* Consignes de l'exercice *
1 – Recopiez fidèlement le passage de l'article sur le Hajj compris entre « Aucun pèlerin venu » et « santé le permet. », bornes incluses.
2 – D'après l'article sur le Hajj, combien de pèlerins avaient participé au pèlerinage l'année précédente ?

* Extrait du document *
↓

Très cher Hajj

Un Hach muy caro

Ce sont des dizaines de milliards de dollars qui se sont envolés cette année pour l’Arabie-saoudite à cause de la crise sanitaire internationale. Le pèlerinage musulman Hajj a été tenu en nombre limité cet été. Seulement, un millier de pèlerins a effectué les rituels sacrés du plus grand rassemblent religieux au monde. A titre comparatif, l’année dernière ils n’étaient pas moins de deux millions et demi. 

Le monde musulman a découvert à la télévision les images totalement inédites de la Kaaba ainsi que les hauts lieux saints de l’Islam, quasiment vides. Les quelques pèlerins qui y ont eu accès, se devaient de respecter la distanciation physique et portaient des masques.  Cette année, seuls ceux qui habitent sur le sol des Saoud ont pu atteindre la Mecque et effectuer leur pèlerinage. 30 % d’entre eux sont des citoyens saoudiens, tandis que les 70 % restants sont des ressortissants étrangers vivant en Arabie Saoudite, ont affirmé les autorités saoudiennes. 

Aucun pèlerin venu de l’étranger n’a pu fouler le sol sacré au grand désarroi des musulmans des quatre coins de la planète qui s’y étaient inscrits et préparé. Le Hajj est l’un des cinq piliers de l’Islam et un rituel très important et tout bon musulman se doit de l’accomplir au moins une fois dans sa vie si sa santé le permet.

↑

* Entrées *
↓

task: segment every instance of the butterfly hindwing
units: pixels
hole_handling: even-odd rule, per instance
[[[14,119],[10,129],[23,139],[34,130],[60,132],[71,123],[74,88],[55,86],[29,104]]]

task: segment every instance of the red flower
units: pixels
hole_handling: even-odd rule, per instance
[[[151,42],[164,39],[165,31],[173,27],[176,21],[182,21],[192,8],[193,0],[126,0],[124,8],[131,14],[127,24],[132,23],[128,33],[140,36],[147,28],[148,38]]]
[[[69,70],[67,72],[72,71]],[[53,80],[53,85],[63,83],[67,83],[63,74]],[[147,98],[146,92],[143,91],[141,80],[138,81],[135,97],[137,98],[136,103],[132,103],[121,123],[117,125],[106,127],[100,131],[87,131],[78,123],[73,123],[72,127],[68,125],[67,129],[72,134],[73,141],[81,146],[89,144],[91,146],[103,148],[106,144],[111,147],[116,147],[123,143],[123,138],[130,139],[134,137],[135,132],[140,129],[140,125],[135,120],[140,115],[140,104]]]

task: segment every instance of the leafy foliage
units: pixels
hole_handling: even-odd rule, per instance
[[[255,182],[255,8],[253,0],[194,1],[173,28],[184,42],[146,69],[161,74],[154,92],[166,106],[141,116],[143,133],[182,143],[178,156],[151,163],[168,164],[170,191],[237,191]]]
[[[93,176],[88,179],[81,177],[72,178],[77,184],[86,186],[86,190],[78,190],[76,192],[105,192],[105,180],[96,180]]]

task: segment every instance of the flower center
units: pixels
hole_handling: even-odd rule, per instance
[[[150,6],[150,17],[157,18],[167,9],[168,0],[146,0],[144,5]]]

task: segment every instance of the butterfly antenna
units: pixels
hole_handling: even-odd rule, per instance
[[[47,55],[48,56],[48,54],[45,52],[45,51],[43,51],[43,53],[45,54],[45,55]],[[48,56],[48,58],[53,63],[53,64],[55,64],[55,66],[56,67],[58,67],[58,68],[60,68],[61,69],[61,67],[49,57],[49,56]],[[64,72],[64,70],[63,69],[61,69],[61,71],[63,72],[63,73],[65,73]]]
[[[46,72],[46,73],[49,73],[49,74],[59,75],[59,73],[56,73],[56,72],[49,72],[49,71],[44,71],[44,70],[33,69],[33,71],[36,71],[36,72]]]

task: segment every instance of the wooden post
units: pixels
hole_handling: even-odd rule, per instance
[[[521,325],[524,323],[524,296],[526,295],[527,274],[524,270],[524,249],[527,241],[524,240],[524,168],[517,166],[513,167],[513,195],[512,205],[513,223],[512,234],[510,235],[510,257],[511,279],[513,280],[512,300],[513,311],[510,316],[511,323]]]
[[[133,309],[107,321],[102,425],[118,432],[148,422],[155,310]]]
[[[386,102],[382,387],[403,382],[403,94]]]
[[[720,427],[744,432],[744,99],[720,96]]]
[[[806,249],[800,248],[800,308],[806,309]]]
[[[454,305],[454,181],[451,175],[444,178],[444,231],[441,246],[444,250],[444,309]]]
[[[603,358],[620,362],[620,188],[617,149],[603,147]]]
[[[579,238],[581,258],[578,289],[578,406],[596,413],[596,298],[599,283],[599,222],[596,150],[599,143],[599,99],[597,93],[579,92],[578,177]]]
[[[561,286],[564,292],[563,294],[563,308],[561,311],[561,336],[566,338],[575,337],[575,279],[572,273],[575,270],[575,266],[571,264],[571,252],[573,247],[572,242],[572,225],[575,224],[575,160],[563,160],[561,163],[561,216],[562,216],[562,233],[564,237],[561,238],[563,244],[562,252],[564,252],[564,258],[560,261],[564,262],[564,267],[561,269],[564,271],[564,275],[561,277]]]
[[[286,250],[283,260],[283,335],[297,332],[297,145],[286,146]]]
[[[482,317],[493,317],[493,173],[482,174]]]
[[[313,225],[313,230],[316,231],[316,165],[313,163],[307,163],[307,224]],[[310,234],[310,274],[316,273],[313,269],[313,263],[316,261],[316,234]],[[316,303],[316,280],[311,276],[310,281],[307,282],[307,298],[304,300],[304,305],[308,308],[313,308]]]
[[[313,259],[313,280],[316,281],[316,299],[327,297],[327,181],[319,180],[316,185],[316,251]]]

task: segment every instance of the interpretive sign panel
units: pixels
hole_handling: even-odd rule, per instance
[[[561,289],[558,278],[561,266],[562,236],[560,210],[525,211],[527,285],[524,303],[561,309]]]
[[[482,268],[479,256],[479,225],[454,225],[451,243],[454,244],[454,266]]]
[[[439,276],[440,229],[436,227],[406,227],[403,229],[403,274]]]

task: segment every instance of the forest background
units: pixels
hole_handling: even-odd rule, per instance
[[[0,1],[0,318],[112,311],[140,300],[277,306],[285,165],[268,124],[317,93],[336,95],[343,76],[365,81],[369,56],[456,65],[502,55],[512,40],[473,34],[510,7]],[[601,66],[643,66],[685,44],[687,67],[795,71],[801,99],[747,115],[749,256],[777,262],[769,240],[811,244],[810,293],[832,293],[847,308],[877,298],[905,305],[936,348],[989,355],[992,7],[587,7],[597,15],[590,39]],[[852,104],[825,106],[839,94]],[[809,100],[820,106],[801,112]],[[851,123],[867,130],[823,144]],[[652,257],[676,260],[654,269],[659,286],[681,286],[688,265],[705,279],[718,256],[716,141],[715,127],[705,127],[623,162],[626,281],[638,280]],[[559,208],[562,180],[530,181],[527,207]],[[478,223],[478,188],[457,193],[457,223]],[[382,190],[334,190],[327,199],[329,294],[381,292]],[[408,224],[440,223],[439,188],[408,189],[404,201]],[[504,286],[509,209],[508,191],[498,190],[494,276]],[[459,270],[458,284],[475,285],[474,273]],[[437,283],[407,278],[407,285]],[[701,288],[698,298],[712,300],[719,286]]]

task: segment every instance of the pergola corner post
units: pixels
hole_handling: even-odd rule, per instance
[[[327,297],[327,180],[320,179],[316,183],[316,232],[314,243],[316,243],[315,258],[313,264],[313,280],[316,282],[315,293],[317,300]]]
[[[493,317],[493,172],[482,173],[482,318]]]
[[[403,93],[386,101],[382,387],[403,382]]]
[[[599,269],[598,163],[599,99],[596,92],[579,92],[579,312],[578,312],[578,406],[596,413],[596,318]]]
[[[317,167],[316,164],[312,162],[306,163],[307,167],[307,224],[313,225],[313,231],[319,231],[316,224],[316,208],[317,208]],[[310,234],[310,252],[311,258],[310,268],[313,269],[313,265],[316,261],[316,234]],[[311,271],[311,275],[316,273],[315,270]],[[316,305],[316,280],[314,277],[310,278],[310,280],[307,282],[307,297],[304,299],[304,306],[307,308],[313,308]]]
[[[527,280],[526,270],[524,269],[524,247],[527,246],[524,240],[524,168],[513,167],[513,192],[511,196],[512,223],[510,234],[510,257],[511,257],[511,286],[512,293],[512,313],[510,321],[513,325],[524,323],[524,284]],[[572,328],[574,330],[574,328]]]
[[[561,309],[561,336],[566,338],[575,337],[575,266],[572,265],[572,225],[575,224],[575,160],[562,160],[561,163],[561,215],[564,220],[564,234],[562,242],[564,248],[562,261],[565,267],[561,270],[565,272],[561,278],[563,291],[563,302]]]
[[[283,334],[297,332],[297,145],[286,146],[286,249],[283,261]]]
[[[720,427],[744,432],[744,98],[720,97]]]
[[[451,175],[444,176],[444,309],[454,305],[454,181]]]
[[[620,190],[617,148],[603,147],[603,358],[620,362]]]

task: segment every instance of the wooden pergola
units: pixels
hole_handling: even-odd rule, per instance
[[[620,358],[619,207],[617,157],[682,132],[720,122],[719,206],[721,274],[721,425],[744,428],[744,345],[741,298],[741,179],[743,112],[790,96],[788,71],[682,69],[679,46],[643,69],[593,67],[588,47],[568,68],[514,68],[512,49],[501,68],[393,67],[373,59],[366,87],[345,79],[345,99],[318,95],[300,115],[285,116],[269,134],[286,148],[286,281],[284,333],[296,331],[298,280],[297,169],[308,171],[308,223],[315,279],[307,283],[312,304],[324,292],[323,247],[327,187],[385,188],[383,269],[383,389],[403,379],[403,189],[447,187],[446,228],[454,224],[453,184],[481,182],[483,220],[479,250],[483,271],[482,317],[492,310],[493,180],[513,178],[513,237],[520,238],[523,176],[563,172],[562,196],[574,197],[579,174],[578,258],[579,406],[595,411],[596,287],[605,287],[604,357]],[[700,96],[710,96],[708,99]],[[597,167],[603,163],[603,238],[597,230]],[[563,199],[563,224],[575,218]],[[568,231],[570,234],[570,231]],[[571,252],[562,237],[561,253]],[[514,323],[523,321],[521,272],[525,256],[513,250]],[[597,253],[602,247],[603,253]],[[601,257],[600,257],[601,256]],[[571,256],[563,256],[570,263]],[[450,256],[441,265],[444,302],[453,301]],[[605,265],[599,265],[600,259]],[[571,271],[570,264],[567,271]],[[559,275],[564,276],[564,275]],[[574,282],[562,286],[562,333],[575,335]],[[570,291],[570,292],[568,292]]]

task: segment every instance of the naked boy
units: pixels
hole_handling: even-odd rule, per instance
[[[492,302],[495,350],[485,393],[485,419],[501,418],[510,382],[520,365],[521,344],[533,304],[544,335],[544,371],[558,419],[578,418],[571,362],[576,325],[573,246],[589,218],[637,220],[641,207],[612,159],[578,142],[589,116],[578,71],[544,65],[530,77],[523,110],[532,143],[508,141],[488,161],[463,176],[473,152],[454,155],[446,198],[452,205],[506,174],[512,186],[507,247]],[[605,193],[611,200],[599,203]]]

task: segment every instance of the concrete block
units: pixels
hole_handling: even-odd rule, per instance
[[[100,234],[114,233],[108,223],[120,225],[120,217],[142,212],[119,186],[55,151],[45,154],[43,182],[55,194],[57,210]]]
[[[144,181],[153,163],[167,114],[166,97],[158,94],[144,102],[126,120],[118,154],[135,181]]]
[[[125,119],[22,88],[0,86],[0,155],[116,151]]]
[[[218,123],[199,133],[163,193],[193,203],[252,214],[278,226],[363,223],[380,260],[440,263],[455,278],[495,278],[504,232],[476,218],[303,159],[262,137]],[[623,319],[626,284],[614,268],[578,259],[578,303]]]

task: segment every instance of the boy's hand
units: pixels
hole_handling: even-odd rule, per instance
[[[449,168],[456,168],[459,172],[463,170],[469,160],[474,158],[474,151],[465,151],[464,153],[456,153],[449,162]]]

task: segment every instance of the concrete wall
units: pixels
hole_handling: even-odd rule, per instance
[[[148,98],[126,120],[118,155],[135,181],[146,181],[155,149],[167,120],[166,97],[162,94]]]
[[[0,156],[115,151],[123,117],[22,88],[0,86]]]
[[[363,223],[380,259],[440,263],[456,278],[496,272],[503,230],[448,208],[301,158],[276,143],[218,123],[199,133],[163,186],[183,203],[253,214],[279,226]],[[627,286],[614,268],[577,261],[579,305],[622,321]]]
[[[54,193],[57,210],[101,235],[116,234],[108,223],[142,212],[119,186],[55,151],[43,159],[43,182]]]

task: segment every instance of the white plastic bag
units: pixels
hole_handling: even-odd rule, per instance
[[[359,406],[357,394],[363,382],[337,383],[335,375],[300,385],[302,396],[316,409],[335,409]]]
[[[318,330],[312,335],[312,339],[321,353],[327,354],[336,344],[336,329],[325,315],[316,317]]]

↑

* Réponses corrigées *
1 –
Aucun pèlerin venu de l’étranger n’a pu fouler le sol sacré au grand désarroi des musulmans des quatre coins de la planète qui s’y étaient inscrits et préparé. Le Hajj est l’un des cinq piliers de l’Islam et un rituel très important et tout bon musulman se doit de l’accomplir au moins une fois dans sa vie si sa santé le permet.

2 – Pas moins de deux millions et demi.